____ DATA

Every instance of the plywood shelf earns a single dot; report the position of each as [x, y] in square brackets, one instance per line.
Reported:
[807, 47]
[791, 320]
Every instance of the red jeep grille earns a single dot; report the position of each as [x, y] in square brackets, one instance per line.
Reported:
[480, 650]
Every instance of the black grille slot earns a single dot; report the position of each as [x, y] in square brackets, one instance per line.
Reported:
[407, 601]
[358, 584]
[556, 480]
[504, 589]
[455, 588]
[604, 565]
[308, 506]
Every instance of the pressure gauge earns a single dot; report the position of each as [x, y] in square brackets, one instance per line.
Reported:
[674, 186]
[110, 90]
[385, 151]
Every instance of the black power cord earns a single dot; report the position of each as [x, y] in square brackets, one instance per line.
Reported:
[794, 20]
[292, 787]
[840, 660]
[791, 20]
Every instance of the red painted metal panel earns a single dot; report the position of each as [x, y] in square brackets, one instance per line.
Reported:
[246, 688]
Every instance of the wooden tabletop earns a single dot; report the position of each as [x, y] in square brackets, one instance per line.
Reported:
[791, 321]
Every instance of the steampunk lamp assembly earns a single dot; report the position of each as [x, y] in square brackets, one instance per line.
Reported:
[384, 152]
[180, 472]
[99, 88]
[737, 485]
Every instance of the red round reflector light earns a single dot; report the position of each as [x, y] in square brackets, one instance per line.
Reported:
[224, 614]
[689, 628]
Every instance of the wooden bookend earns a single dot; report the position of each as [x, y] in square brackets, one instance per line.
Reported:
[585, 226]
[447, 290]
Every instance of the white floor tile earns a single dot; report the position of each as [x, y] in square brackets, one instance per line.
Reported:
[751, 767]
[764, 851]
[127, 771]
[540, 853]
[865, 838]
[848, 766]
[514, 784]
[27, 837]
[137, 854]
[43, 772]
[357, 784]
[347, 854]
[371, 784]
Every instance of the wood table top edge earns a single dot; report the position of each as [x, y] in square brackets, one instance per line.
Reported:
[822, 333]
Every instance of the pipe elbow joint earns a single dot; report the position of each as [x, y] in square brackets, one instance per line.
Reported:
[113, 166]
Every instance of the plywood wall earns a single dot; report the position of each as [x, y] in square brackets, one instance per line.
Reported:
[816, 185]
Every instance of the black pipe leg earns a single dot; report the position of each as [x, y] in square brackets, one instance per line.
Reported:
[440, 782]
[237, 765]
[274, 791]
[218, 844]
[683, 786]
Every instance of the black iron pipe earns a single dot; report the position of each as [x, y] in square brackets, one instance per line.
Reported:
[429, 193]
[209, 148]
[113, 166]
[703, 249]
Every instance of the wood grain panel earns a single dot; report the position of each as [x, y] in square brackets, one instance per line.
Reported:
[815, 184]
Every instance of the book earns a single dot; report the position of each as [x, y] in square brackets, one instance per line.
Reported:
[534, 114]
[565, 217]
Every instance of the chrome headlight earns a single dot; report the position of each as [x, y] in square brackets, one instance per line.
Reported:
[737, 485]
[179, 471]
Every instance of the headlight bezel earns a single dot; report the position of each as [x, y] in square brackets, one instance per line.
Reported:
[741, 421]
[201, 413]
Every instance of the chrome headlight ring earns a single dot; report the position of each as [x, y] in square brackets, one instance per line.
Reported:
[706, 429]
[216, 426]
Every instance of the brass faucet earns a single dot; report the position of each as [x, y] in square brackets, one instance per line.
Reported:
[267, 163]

________

Reproduce each line of the records in which "plywood" appears.

→ **WRITTEN REPLY**:
Every instance of the plywood shelf earns a single dot; report the position of each as [x, y] in square brackets, one instance per line.
Every instance of the plywood wall earns a single dot; report the position of each as [x, y] in square brackets, one instance per line.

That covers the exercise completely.